> **Text provided**:

Start

Furthermore recall that we can learn the Q-function by updating our estimate of the optimal Q-function by averaging over the states and actions we observe. For example say we have some estimate of the Q-function $\hat{Q}_k$ after observing $k$ samples, and say we observe a new sample which consists of $s$ the state we were at, $a$ the action we performed, $s'$ the state we ended up at, and $r$ the reward we got. Then our updated $Q$ function is given by
$$\hat{Q}_{k + 1}(s, a) \leftarrow (1 - \alpha)\hat{Q}_k(s, a) + \alpha \left[r + \gamma\max_{a'} \hat{Q}_k(s', a')\right]$$
where $\alpha$ is a parameter between $0$ and $1$ that we set.

Given this goal fill in the function below

In [None]:
def update_Q(Q_values, old_state, action, new_state, reward, gamma, alpha):
    """Given an old estimate of the Q-function compute a new estimate
    inplace by using observed samples.
    
    Parameters
    ----------
    Q_values : dict of dict
        The estimate of the optimal Q values. The first index is over states
        while the second index is over actions. So for example
        Q_values[(1, 2)]["north"] is the Q-value for the state at position
        (1, 2) and with action "north".
    old_state : tuple of int
        The state we were previously at before making the given action. The
        first index represents the row while the second index represents the
        column of the state.
    action : string
        The action we made. Can either be "north", "east", "west" or "south".
    new_state : tuple of int
        The state we transitioned to after making the given action.
    reward : float
        The reward we obtained after making our action.
    gamma : float
        The discount factor for the Q-function.
    alpha : float
        The proportion that tells us how we will weigh new incoming estimates of Q.

    """
    # First compute the maximum Q-value at the new state.
    max_Q = # TODO: Fill in.

    # Now update the new Q value estimates.

End

> **What is asked**:
1. List every parameter that the docstring of the update_Q function in the Q-learning text above documents.
2. Copy out the Q-learning text above, from "new_state : tuple" through "TODO: Fill in.".
3. Carry on the Q-learning text above, picking up right after its last line.

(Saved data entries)
Start

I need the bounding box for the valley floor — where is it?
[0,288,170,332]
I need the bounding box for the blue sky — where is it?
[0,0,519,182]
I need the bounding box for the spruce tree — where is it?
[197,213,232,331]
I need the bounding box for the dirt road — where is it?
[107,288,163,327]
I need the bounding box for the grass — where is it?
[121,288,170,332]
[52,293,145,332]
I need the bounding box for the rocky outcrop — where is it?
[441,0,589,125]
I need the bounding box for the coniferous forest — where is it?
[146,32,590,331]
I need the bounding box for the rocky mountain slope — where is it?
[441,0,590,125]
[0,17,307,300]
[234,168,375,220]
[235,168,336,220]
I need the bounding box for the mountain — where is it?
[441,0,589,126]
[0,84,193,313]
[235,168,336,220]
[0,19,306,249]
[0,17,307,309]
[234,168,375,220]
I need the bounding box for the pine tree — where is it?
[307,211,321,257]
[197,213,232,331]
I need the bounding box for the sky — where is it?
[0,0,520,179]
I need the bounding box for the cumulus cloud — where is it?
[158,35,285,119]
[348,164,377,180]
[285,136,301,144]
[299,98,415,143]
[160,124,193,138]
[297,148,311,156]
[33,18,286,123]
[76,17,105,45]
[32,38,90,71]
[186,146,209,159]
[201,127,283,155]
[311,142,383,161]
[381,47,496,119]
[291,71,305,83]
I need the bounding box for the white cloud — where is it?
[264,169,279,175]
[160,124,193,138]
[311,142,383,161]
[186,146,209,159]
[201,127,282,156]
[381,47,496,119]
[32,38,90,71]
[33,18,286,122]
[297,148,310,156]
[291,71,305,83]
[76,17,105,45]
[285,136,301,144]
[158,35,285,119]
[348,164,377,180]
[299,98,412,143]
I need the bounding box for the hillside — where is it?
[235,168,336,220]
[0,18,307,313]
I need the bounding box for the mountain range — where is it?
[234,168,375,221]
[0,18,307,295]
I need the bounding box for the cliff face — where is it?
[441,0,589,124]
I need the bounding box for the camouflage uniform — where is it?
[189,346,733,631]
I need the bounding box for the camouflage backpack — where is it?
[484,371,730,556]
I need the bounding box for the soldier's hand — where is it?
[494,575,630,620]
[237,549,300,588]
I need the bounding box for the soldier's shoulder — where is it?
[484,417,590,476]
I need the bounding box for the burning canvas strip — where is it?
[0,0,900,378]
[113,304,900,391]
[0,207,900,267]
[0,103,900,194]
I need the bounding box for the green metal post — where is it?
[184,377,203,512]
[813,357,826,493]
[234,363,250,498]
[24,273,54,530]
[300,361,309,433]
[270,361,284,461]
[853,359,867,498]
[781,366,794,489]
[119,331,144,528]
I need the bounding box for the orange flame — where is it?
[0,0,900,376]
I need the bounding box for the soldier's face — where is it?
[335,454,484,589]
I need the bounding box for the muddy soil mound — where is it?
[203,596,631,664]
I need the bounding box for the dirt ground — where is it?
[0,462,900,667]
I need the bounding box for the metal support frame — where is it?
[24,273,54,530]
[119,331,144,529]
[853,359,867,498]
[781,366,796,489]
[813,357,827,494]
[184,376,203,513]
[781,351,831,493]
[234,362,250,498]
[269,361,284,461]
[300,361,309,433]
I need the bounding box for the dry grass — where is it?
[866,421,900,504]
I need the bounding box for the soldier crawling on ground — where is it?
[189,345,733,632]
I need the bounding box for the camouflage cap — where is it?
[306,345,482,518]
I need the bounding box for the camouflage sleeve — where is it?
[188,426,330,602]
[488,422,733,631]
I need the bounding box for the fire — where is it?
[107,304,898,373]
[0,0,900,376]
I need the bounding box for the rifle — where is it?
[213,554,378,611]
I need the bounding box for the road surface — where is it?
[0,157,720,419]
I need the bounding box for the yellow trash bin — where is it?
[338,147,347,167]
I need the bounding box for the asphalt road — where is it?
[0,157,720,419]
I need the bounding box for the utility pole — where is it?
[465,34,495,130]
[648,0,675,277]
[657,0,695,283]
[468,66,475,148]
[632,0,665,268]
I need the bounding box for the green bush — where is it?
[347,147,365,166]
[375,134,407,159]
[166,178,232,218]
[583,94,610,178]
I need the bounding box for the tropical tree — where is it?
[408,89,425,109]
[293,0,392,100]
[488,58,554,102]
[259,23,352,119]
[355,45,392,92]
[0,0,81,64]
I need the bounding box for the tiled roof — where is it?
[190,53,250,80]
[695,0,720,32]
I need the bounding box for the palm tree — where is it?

End

> **Results in order**:
1. Q_values, old_state, action, new_state, reward, gamma, alpha

2.
new_state : tuple of int
        The state we transitioned to after making the given action.
    reward : float
        The reward we obtained after making our action.
    gamma : float
        The discount factor for the Q-function.
    alpha : float
        The proportion that tells us how we will weigh new incoming estimates of Q.

    """
    # First compute the maximum Q-value at the new state.
    max_Q = # TODO: Fill in.

3.
    Q_values[old_state][action] = # TODO: Fill in.

We will also define two types of agents. Ones that will always pick the best estimate of the Q-function and ones that will, with probability $\epsilon$, pick a random action. The former is called a greedy agent while the latter is called an $\epsilon$-greedy agent. We will explore why epsilon greedy agents are sometimes useful. Fill in the function below.

In [None]:
def random_action():
    """Return a random action."""
    return np.random.choice(["north", "south", "east", "west"])

def init_Q(env):
    """Return initial Q-value estimates with all values 0."""
    Q_values = {}
    for i in range(env.num_rows):
        for j in range(env.num_cols):
            Q_values[i, j] = {
                "north": 0.0,
                "west": 0.0,
                "east": 0.0,
                "south": 0.0
            }
    return Q_values
    
def run_agent(Q_values, env, num_rollouts, gamma=0.9, alpha=0.1, epsilon=0.0, render=False):
    """Run a Q-learning agent in a given environment.
    
    Parameters
    ----------
    Q_values : dict of dict
        The Q value estimates to start from.
    env : GridWorld
        The environment in which to run the agent.
    num_rollouts : int
        The number of times we wish to reset the environment
        to its original state.
    gamma : float
        The discount factor for the Q-function.
    alpha : float
        The proportion that tells us how we will weigh new incoming estimates of Q.
    epsilon : float
        The proportion of times the agent will randomly pick an action instead
        of making the optimal move in terms of the current estimate Q-function.
        If epsilon is set to 0 this corresponds to a greedy agent.
    render : bool
        Whether to print the environment as it goes through each iteration.
    
    Returns
    -------
    Q_values : dict of dict
        The learned Q values. The first index is over states
        while the second index is over actions. So for example
        Q_values[(1, 2)]["north"] is the Q-value for the state at position
        (1, 2) and with action "north".

    """
    for i in range(num_rollouts):
        state = env.reset()
        if render:
            time.sleep(0.4)
            clear_output(wait=True)
            env.render()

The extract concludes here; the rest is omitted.